ABOUT THIS TASK: Omitting the pictures, output all of the records precisely as written.

EXTRACTED DATA:
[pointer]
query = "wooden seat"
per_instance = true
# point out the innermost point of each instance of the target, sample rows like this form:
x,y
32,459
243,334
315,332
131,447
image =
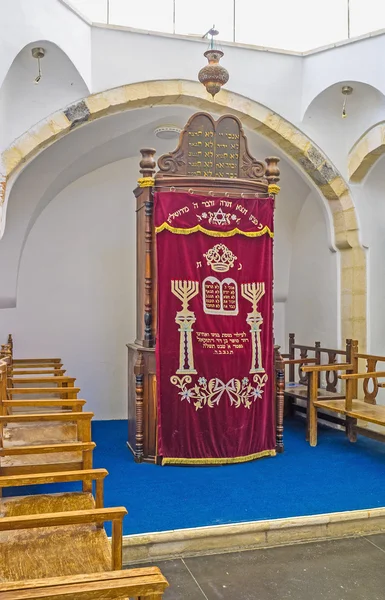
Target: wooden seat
x,y
296,385
58,502
133,583
352,406
43,457
59,544
63,392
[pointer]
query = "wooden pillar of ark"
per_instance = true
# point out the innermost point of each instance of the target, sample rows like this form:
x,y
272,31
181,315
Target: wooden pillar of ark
x,y
279,368
142,405
272,175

ANSWER TO THIS PROBLEM:
[pointer]
query = "wooden seat"
per_instance = true
# point out the innermost point of each instance of the target, sample rows like this form:
x,y
32,459
243,334
315,332
131,447
image =
Target: wooden seat
x,y
296,385
58,502
133,583
352,406
43,457
59,544
63,392
[pointer]
query = "wooden pillar of ark"
per_instance = true
# point out the innermost point of each instance of the target, sample rows like this form:
x,y
272,31
181,315
Target: wooden pillar of ark
x,y
279,368
142,405
272,175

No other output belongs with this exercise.